* start Data for the task *

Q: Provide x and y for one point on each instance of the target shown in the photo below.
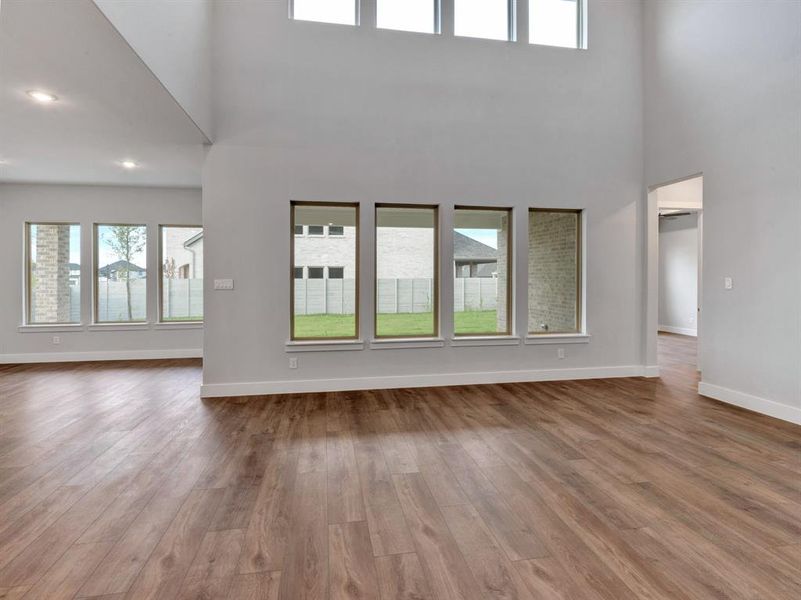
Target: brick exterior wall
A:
(51, 294)
(552, 272)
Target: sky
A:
(551, 22)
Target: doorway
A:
(673, 312)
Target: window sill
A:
(118, 326)
(179, 325)
(324, 346)
(54, 328)
(558, 338)
(485, 340)
(399, 343)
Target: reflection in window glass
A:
(181, 273)
(487, 19)
(342, 12)
(54, 273)
(406, 271)
(121, 275)
(408, 15)
(554, 22)
(325, 303)
(554, 281)
(482, 259)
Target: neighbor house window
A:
(181, 264)
(482, 256)
(554, 271)
(556, 22)
(408, 15)
(120, 273)
(343, 12)
(53, 256)
(324, 305)
(407, 281)
(489, 19)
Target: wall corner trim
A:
(785, 412)
(258, 388)
(96, 356)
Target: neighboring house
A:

* end Data for the task *

▶ Short exercise:
Copy out the part of the items above that opens with the line containing "Target: sky" and closes with the last line of the items, keeping both ends.

▶ Worked answer:
Target: sky
A:
(551, 22)
Target: doorway
A:
(673, 312)
Target: window sill
A:
(118, 326)
(179, 325)
(324, 346)
(54, 328)
(558, 338)
(485, 340)
(399, 343)
Target: reflection in window glass
A:
(181, 273)
(487, 19)
(342, 12)
(54, 273)
(406, 271)
(121, 275)
(408, 15)
(554, 22)
(325, 303)
(554, 281)
(482, 259)
Target: neighbor house window
A:
(181, 264)
(482, 256)
(554, 271)
(556, 22)
(408, 15)
(120, 273)
(343, 12)
(53, 256)
(324, 305)
(407, 281)
(489, 19)
Target: wall corner trim
A:
(785, 412)
(258, 388)
(96, 356)
Target: neighboring house
A:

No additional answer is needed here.